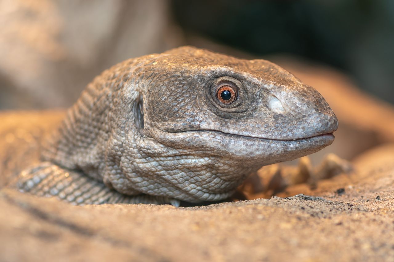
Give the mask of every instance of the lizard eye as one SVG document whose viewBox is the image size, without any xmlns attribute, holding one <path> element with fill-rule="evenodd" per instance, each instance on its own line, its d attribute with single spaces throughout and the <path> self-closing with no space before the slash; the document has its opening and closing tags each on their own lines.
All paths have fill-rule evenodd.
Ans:
<svg viewBox="0 0 394 262">
<path fill-rule="evenodd" d="M 235 113 L 247 110 L 247 94 L 242 83 L 230 76 L 221 76 L 208 83 L 205 89 L 206 97 L 216 113 L 224 115 L 223 112 Z"/>
<path fill-rule="evenodd" d="M 218 87 L 216 91 L 216 98 L 223 104 L 229 105 L 237 99 L 238 92 L 236 88 L 229 84 L 225 83 Z"/>
</svg>

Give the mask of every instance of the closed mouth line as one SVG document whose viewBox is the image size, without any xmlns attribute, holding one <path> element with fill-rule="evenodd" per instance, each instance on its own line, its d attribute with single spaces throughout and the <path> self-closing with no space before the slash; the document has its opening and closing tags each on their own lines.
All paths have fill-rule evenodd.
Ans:
<svg viewBox="0 0 394 262">
<path fill-rule="evenodd" d="M 274 138 L 266 138 L 265 137 L 253 137 L 252 136 L 247 136 L 243 135 L 239 135 L 238 134 L 233 134 L 232 133 L 227 133 L 222 131 L 219 131 L 219 130 L 214 130 L 212 129 L 199 129 L 199 130 L 188 130 L 186 131 L 167 131 L 168 133 L 187 133 L 189 132 L 204 132 L 209 131 L 210 132 L 213 132 L 216 133 L 221 133 L 222 134 L 224 134 L 226 135 L 230 135 L 233 136 L 237 136 L 238 137 L 244 137 L 245 138 L 257 138 L 258 139 L 264 139 L 266 140 L 270 140 L 272 141 L 301 141 L 302 140 L 305 140 L 305 139 L 308 139 L 310 138 L 318 138 L 320 137 L 324 137 L 327 136 L 329 135 L 331 135 L 333 136 L 333 134 L 332 132 L 329 132 L 327 133 L 325 133 L 324 134 L 321 134 L 320 135 L 317 135 L 315 136 L 312 136 L 312 137 L 303 137 L 301 138 L 294 138 L 294 139 L 274 139 Z"/>
</svg>

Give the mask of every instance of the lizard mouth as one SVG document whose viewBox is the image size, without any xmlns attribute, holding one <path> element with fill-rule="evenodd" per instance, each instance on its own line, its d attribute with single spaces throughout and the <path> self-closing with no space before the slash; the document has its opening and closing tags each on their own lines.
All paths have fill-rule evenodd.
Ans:
<svg viewBox="0 0 394 262">
<path fill-rule="evenodd" d="M 166 132 L 155 130 L 151 137 L 161 144 L 176 149 L 179 154 L 215 155 L 263 165 L 300 157 L 329 146 L 334 141 L 331 133 L 290 139 L 256 137 L 217 130 Z"/>
<path fill-rule="evenodd" d="M 194 130 L 188 130 L 185 131 L 180 131 L 177 132 L 174 131 L 167 131 L 169 133 L 188 133 L 188 132 L 214 132 L 214 133 L 218 133 L 220 134 L 224 135 L 229 135 L 229 136 L 236 136 L 244 138 L 256 138 L 257 139 L 265 139 L 267 140 L 271 140 L 272 141 L 301 141 L 303 140 L 307 139 L 308 138 L 327 138 L 330 137 L 332 138 L 332 139 L 333 141 L 335 137 L 334 136 L 334 134 L 333 132 L 329 132 L 327 133 L 325 133 L 324 134 L 319 134 L 314 136 L 311 136 L 309 137 L 301 137 L 296 138 L 283 138 L 282 139 L 278 139 L 278 138 L 271 138 L 266 137 L 256 137 L 254 136 L 249 136 L 245 135 L 241 135 L 239 134 L 234 134 L 233 133 L 229 133 L 225 132 L 223 132 L 223 131 L 220 131 L 219 130 L 215 130 L 214 129 L 197 129 Z"/>
</svg>

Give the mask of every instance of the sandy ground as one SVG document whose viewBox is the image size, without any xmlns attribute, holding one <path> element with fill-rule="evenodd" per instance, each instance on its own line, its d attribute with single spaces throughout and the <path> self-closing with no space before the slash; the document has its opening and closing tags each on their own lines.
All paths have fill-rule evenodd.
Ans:
<svg viewBox="0 0 394 262">
<path fill-rule="evenodd" d="M 394 261 L 394 145 L 353 164 L 284 193 L 310 196 L 201 207 L 78 207 L 4 189 L 0 260 Z"/>
</svg>

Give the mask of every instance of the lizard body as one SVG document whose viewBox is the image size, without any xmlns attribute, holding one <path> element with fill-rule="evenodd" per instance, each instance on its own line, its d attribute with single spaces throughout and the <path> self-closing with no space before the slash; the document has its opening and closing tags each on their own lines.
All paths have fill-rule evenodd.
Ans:
<svg viewBox="0 0 394 262">
<path fill-rule="evenodd" d="M 97 77 L 43 139 L 41 162 L 8 184 L 78 205 L 219 200 L 262 166 L 330 144 L 337 127 L 277 65 L 181 47 Z"/>
</svg>

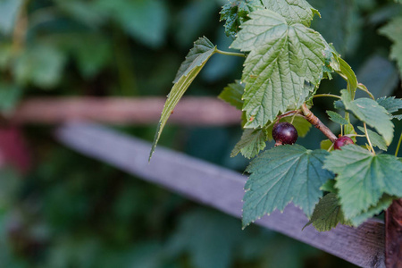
■ ■ ■ ■
**REQUIREMENT:** List each line of the items that contains "mouth", copied in full. Case counts.

**THE COMPLETED TASK:**
Give the mask of every instance of the closed mouth line as one SVG document whose viewBox is the image size, without any xmlns attribute, holding one <path> element with fill-rule="evenodd" per instance, each instance on its own line, its d attribute with single spaces throughout and the <path> self-closing with no space before the slash; the document has its opening and closing tags each on their own lines.
Give the mask of every instance of the lizard mouth as one SVG document whose viewBox is the image size, without any xmlns attribute, holding one <path> element with fill-rule="evenodd" per instance, each instance on its own line, its d attribute with single spaces throughout and the <path> self-closing with no space before the slash; the document has its opening and closing tags each on their own lines.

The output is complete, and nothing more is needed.